ACTIVITY: Omit the pictures from the entries below and retype everything else exactly.
-- INPUT follows --
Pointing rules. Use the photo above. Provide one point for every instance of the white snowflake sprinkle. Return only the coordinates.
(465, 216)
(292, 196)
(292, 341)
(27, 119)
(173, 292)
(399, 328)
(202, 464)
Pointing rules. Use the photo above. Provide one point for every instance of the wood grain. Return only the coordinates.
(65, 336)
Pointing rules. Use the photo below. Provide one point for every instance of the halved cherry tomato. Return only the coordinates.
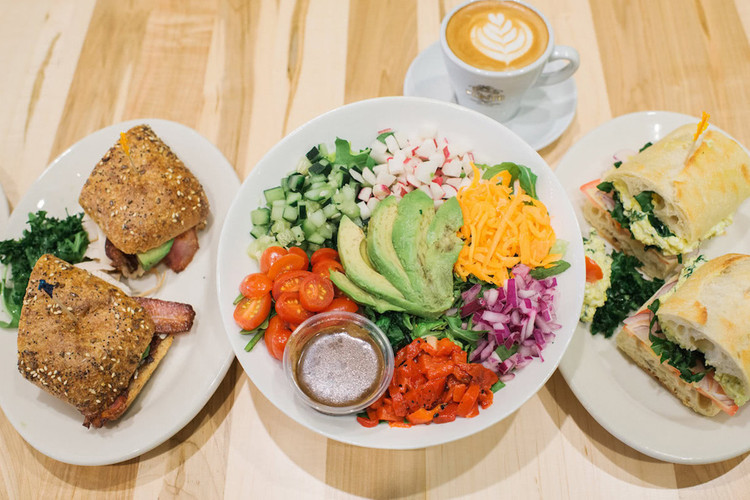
-- INPUT concluded --
FINISHED EXERCISE:
Pointing rules. Use the photo above. Provide one point for every instance of the white snowflake sprinkle. Return only the coordinates.
(465, 216)
(292, 196)
(292, 341)
(27, 119)
(173, 292)
(399, 328)
(202, 464)
Pointing rules. Use the photo above. Provide one point for every instance of the wood grain. Return only the coordinates.
(65, 336)
Pointing rules. Use the photo below. Provide one point for every instance of the halved cherry tomato. Return only the coordinates.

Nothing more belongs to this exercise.